Consigne >>
Selon l'extrait cité, pourquoi la décision de l'Espagne de demander son adhésion à l'Alliance est-elle accueillie avec satisfaction ? Répondez en une à trois phrases.

Extrait cité >>
┄┄┄┄┄┄┄┄┄┄┄┄┄┄┄┄┄┄┄┄

Le Conseil de l'Atlantique Nord s'est réuni en session ministérielle à Bruxelles les 10 et 11 décembre 1981. A cette occasion, les Ministres ont signé le protocole d'accession de l'Espagne au Traité dé l'Atlantique Nord, qui va maintenant être soumis à ratification selon les règles constitutionnelles de leurs pays respectifs. Ils ont accueilli avec satisfaction la décision de l'Espagne de demander son adhésion à l'Alliance et ainsi de jouer son rôle dans la sécurité collective alliée conformément aux principes du Traité de l'Atlantique Nord. Cette décision est une nouvelle preuve que l'Alliance garde toute sa vitalité.

┄┄┄┄┄┄┄┄┄┄┄┄┄┄┄┄┄┄┄┄

Données fournies >>
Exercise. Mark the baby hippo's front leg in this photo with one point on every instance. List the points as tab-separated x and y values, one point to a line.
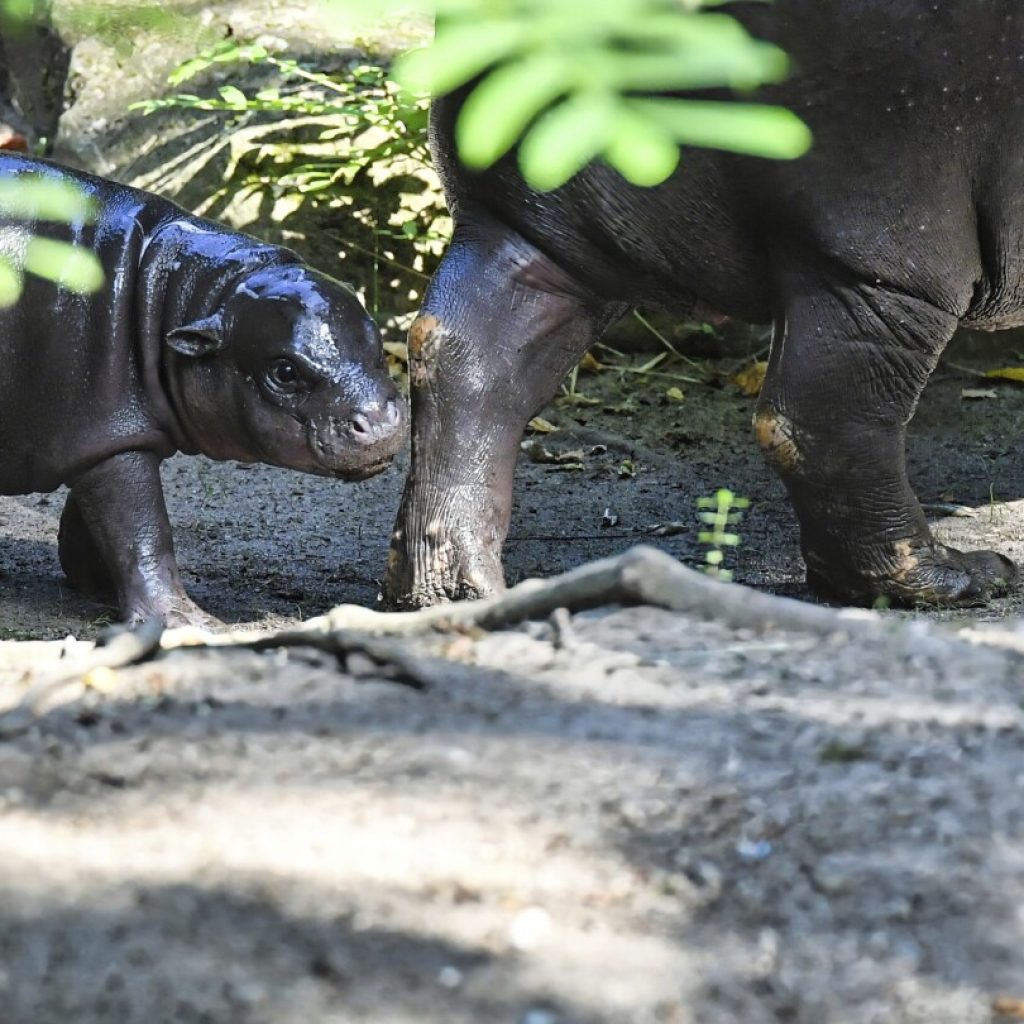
116	541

┄┄┄┄┄┄┄┄┄┄┄┄┄┄┄┄┄┄┄┄

Corrigé >>
Cette décision permet à l'Espagne de jouer son rôle dans la sécurité collective alliée, conformément aux principes du Traité de l'Atlantique Nord. Elle constitue aussi une nouvelle preuve que l'Alliance garde toute sa vitalité.